Exercises >>
1. In the Supplemental Liquidity Schedule FAQ, where else must a required clearing deposit at a clearing broker be reported if it exceeds 10% of the total in box 21309?
2. Summarize the Supplemental Liquidity Schedule FAQ in two sentences.
3. Please repeat the Supplemental Liquidity Schedule FAQ word for word, from "Question 8.2: Should collateral" up to and including "in Section 8?".

Selected text >>
────────

Question 8.2: Should collateral securing customer’s debit balances resulting from DVP transactions that have not yet settled be included in Section 8?

Answer 8.2: No.  DVP transactions are cash transactions.  Section 8 only pertains to credit extended on margin transactions.

SECTION 9. DEPOSITS AT CLEARING ORGANIZATIONS

Question 9.1: Section 9 of the instructions states: “Report the total value of cash and securities required to be on deposit at clearing organizations, and the total value of cash and securities deposited at clearing organizations (which may be in excess of the amount required to be on deposit) as of the SLS date. The amounts shall include the following: the clearing deposit, initial and variation margin, adequate assurance deposits, additional liquidity deposits, guarantee fund deposits, and any other cash and proprietary assets deposited.”

Should a member that maintains a required clearing deposit at its clearing broker report such deposit in Section 9?  Should a member that maintains other cash or securities in accounts at its clearing broker report such cash or securities in Section 9?

Answer 9.1: The amount of a member’s required clearing deposit at its clearing broker should be included in box 21309 on Line 6 (Amount Required—Total).  If this clearing deposit exceeds 10% of the total amount reported in box 21309, it should also be reported in box 21306 on Line 5 (Amount Required—Other).

Any other cash or securities held in accounts of the member at its clearing broker that are not for purposes of meeting the member’s clearing deposit at the clearing broker should not be included in Section 9.

The following examples illustrate how such member would complete Section 9:

Example A: A member has a clearing deposit at its clearing broker, consisting of proprietary U.S. government securities with a market value of $1,000,000.  The member’s required deposit at the clearing broker is $750,000.  This deposit represents the member’s only deposit.  The member should report the clearing deposit as follows:

Supplemental Liquidity Schedule Chart 1

Example B: A member has a clearing deposit at its clearing broker, consisting of proprietary securities with a market value of $100,000.  The member’s required deposit is $100,000.  The member also self-clears fixed income transactions and maintains a clearing deposit at FICC, consisting of proprietary U.S. government securities with a market value of $2,000,000.  The member’s required deposit at FICC is $1,500,000.  The member should report its clearing deposits at its clearing broker and at FICC as follows:

Supplemental Liquidity Schedule Chart 2

Question 9.2: If a member has clearing deposits at more than one “other” clearing organization (i.e., other than DTCC, OCC, CME, or ICE), should the amounts required or deposited at those other clearing organizations be aggregated for purposes of determining the 10% threshold for reporting on Line 5 (Other if >10% of the Total on Line 6)?

────────

Stored records >>

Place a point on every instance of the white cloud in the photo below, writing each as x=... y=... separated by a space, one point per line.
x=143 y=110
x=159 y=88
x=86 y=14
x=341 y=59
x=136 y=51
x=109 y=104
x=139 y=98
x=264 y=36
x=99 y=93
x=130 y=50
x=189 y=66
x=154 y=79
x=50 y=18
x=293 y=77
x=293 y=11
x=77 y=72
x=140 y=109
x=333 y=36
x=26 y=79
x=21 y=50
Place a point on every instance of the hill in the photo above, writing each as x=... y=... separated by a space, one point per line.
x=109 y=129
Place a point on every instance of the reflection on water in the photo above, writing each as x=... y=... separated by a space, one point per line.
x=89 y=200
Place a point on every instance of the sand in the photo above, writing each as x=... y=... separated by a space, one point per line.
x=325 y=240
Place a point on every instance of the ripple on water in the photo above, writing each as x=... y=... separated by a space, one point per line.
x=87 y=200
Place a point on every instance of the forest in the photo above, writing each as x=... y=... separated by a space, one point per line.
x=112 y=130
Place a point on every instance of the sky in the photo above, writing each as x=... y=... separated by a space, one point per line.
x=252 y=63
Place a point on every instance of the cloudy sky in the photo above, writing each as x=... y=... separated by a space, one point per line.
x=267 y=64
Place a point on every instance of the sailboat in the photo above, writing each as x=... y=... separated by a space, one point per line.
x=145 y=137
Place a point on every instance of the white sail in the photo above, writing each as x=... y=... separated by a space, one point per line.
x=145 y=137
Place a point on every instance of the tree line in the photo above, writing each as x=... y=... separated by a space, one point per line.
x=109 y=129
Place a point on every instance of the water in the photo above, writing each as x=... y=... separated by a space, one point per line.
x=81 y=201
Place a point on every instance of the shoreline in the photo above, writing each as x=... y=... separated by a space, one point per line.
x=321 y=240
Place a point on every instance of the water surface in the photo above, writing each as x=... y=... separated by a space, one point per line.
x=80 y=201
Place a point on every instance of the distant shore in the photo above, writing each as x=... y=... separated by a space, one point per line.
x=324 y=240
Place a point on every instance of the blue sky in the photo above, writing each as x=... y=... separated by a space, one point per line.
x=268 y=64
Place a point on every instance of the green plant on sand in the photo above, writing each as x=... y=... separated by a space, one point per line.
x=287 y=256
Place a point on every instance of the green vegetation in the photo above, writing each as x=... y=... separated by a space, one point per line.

────────

Solutions to each task >>
1. In box 21306 on Line 5 (Amount Required—Other).

2. Collateral securing debit balances from unsettled DVP transactions is not included in Section 8, because DVP transactions are cash transactions and Section 8 covers only credit extended on margin transactions. In Section 9, a member's required clearing deposit at its clearing broker is reported in box 21309 on Line 6, and also in box 21306 on Line 5 if it exceeds 10% of that total, while other cash or securities held at the clearing broker are left out.

3.
Question 8.2: Should collateral securing customer’s debit balances resulting from DVP transactions that have not yet settled be included in Section 8?